### Passage shown
Tim Davie: As I said publicly in March—interestingly, I have not had any push-back—and I entirely agree with the Chair, this should not be funded by the licence fee. Also, I am understandably and appropriately under pressure, on very limited resources, to make sure that every household and every flat in the UK gets that value. They are related, and there are definitely huge benefits for UK news organisations from having the World Service. Take a language service: they do different things. We should absolutely be funding that as the UK.

The scary thing is that in China, Russia and Turkey the numbers are astronomical. The investment those countries are pouring into disinformation is significant. As we speak, there are real issues at play. We have a request into FCDO for a bit more money to see the wolf from the door next year. The Government put in £104 million and we put in £250 million of the licence fee. All of it, if I am being honest, is underinvesting. Even the Americans Voice of America, which is nowhere near the World Service reputationally, with all due respect, although it does brilliant work, is being funded to the tune of $920 million, I believe, which is way in excess of spending on the World Service.

We have to make a decision here if we are serious about this service. We have a short-term request for money in with the FCDO now, pre charter, and we need that. When we come to charter renewal, and even before that, we would love to have a situation where, frankly, this is properly funded by the UK Government because it makes the cut, which it should do. Thank you for the question.

The Chair: I am conscious of time, so we will move on to the audiences who are turning away.

Q9                Baroness Healy of Primrose Hill: What progress have you made on improving the way you engage people who are turning away from the BBC? Dr Shah, you said in March, “Can we stay relevant to the lives of the British people?” and you expressed concern particularly about working-class people. How are you trying to address this?

Dr Samir Shah: That is right at the top of my strategic priorities. The BBC needs to do a great deal more to address the question of serving what we call the underserved audiencesthe C2DEs. I have been in broadcasting for a long time and this has been a chronic problem for the BBC. Its metropolitan bias, programming and power structures continue, in my view, to be focused on London. A lot of progress has been made and work is being done to move production and programmes out of London, but a great deal more could be done about power.

Salford is a very good example of what I am getting at. It is still not there yet, but the visionpeople being made to feel that the BBC is part of them and belongs to them—is that one can have a career in broadcasting without having to come to London. Back in the day, I was on the board when the Salford move took place. We all had a vision that it would become Granada. Most of you who are older will remember Granada. It was incredible. People of all classes, cultures and communities in that area thought it belonged to them, and similarly for Yorkshire and Tyne Tees. We all know that.

The BBC continues to feel like an organisation where the power base is in London and people outside feel, “Oh, it is over there”. We need to break that. We have a great policy across the country, but we need to do more. There are lots of really good people committed to that, but these are hard things to achieve. I want to put a lot of my energy into making that happen. We have had enough of saying, and we cannot keep saying, that we do not serve the C2DEs. It is not just about a definition like the C2DEs. It is all about values, attitudes, the whole cultural thing. How far is that expressed?

### Aim
Continue the BBC hearing transcript from the point after Dr Samir Shah's question "How far is that expressed?"

Rows from a pointing dataset
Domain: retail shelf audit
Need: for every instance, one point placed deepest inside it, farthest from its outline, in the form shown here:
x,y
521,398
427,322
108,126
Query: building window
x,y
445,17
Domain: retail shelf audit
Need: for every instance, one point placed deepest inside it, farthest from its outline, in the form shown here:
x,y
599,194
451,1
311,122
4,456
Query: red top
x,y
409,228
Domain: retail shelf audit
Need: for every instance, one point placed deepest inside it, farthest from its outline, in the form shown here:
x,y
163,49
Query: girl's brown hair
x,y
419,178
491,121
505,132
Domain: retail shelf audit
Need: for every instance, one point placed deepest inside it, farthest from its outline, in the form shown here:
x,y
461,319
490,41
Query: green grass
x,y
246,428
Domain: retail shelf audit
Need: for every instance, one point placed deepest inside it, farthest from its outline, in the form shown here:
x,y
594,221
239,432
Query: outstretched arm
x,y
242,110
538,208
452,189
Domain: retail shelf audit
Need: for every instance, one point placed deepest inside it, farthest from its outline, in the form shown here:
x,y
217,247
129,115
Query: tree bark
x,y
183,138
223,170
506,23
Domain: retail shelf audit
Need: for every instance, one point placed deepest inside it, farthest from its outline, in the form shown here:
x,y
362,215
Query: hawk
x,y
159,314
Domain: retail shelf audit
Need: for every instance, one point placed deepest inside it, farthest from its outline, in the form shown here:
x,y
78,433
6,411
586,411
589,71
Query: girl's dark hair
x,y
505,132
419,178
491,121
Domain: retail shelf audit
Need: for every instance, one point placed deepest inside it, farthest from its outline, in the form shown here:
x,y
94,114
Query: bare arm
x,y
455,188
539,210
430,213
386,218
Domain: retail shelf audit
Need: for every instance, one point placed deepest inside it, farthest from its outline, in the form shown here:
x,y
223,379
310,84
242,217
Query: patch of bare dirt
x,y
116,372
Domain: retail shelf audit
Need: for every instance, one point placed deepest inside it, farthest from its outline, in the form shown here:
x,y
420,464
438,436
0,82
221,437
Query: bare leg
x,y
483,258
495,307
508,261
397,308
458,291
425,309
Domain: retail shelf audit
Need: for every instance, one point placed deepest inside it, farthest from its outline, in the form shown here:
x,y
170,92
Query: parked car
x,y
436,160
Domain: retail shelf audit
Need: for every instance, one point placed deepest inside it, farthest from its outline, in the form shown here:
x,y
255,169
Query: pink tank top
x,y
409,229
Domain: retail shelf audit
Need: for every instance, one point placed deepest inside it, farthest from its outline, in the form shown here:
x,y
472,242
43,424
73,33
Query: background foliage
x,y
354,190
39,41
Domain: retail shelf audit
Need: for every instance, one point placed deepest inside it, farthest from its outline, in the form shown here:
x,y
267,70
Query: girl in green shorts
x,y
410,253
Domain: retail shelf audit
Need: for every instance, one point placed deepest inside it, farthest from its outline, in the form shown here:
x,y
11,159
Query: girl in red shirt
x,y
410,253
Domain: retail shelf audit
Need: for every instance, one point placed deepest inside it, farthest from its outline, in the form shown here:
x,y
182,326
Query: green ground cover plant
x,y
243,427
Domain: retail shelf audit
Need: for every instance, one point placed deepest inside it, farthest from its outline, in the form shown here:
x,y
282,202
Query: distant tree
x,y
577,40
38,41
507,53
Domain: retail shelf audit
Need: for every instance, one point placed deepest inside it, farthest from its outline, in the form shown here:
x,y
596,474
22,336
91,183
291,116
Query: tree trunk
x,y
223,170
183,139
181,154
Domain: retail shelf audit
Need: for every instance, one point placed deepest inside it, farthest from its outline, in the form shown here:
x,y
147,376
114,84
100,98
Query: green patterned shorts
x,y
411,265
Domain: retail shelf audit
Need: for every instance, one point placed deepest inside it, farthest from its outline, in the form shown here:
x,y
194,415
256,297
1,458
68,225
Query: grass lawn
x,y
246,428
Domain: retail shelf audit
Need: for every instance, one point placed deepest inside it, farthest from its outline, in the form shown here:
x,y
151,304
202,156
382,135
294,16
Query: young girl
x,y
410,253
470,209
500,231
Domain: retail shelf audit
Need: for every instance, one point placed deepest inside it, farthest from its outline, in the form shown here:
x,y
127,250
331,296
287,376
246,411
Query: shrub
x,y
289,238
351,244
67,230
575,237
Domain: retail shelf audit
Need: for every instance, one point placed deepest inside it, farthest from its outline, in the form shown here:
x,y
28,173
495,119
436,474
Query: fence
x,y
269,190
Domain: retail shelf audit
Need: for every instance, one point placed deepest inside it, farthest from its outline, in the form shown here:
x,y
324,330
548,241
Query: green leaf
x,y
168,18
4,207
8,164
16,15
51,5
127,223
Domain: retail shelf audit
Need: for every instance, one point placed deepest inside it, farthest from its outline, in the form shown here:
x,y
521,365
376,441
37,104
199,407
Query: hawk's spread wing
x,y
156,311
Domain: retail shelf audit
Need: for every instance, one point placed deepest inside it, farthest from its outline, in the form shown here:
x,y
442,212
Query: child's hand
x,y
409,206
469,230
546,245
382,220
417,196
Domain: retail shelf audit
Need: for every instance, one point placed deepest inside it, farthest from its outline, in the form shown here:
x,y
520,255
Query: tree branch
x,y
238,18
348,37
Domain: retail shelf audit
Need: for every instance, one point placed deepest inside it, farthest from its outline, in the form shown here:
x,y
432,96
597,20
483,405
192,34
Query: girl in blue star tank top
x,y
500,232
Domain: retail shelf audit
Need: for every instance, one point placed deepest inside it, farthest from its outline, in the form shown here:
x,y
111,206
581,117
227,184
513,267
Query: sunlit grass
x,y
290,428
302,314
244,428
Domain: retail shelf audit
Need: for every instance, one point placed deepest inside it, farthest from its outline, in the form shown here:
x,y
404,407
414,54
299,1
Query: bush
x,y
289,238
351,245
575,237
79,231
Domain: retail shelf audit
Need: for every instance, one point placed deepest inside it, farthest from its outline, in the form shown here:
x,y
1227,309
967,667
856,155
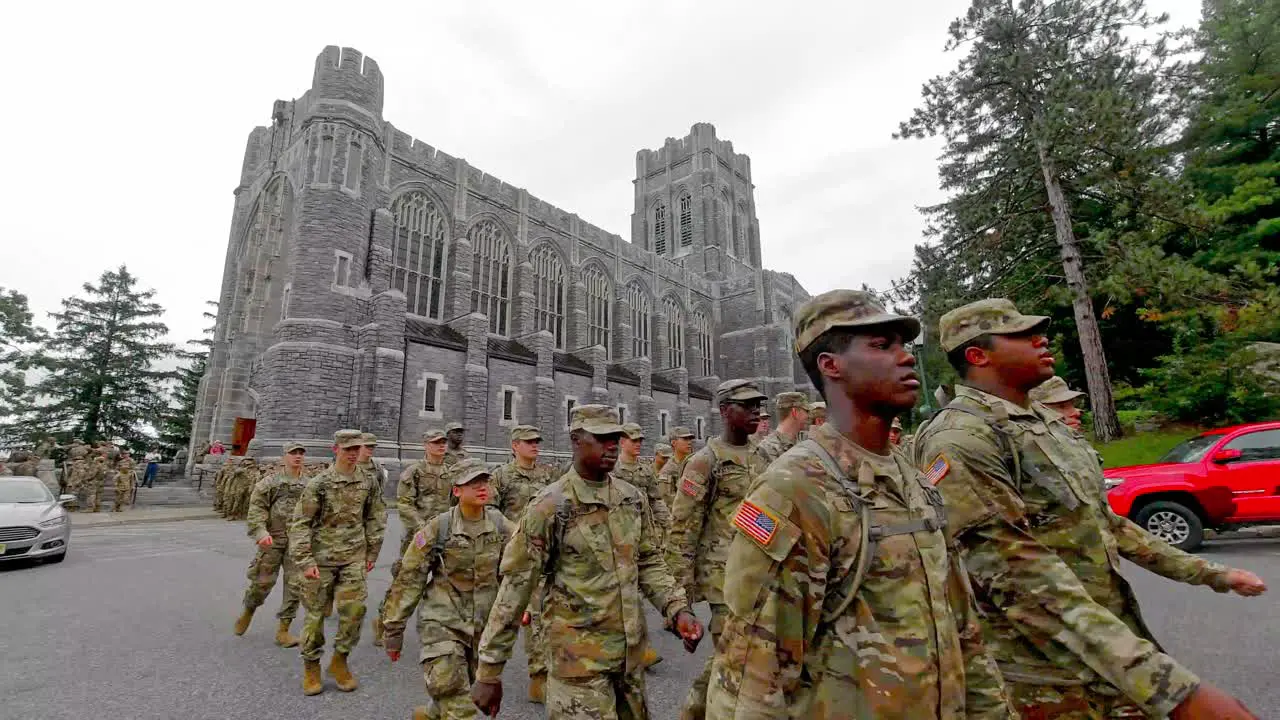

### Response for this exercise
You are probably aware that the BBC does thematic reviews. Apart from the immediate one, I was involved in the migration review before I had to step down from it. The next one, which is currently under way, is about portrayal and how well the BBC represents and reflects the lives of people across the country. It is going to be a very systematic, well analysed, evidence-based work, and that will help us to start building some policies and practices that will help to begin to change that.

But the bottom line is to move the power out of London and try to create hubs where people, whether they are born in Truro or Middlesbrough, can achieve in broadcasting without having to come to London to do it. That is a big task, but I want to make real progress in that over the next few years.

Tim Davie: We are really pushing on this and, as you can hear, I am being pushed harder. That is absolutely right. We now have 63 out of 92 network TV commissioners working outside London. It is a big change. This is what we have to do: we have to change. The Chairs challenge is spot on. If you look at the drama we deliver, you can see a real push. In elections, having people like local correspondents on the main news bulletins is all helping. By the way, on an average week across 2023-24, 84% of C2DEs came to the BBC. I am absolutely not in auto-defence mode here. We have real challenges with some groups.

There is something deeper in the industry itself. You may have seen James Graham talking about the fact that only 8% of people working in television come from a working-class background. A lot of work has been done on diversity and metrics. I have always said that there should be diversity of thought, different backgrounds and social mobility.

Interestingly, I have really pushed on apprentices. Being open with you on what does not always work, we have moved the number up of those coming, but it is still more convenient for people who have some kind of family income to support them through that process. So we have to intervene on the people coming into the industry.

You can use a load of metrics, but currently the BBC has another way: basically, what parental employment was at 14. We are at 20.8% of people coming from a working-class background. We have moved that number up. I want to get to at least 25%, because part of this is also about how people think and what their experiences are. That is important for us as the BBC, as well as the geographical point. I am a bit more worried about the latter in some ways, because I can move people out, but you do not want to just arrive in an area and get the same—I may be in dangerous territory saying thistype of people, in terms of social demographics, arriving in an office in Cardiff. That is one thing that we really have to motor on.

Q10            Baroness Healy of Primrose Hill: How are you prioritising spending to meet the diverging demands of the different audience groups, especially the young, as they are moving away?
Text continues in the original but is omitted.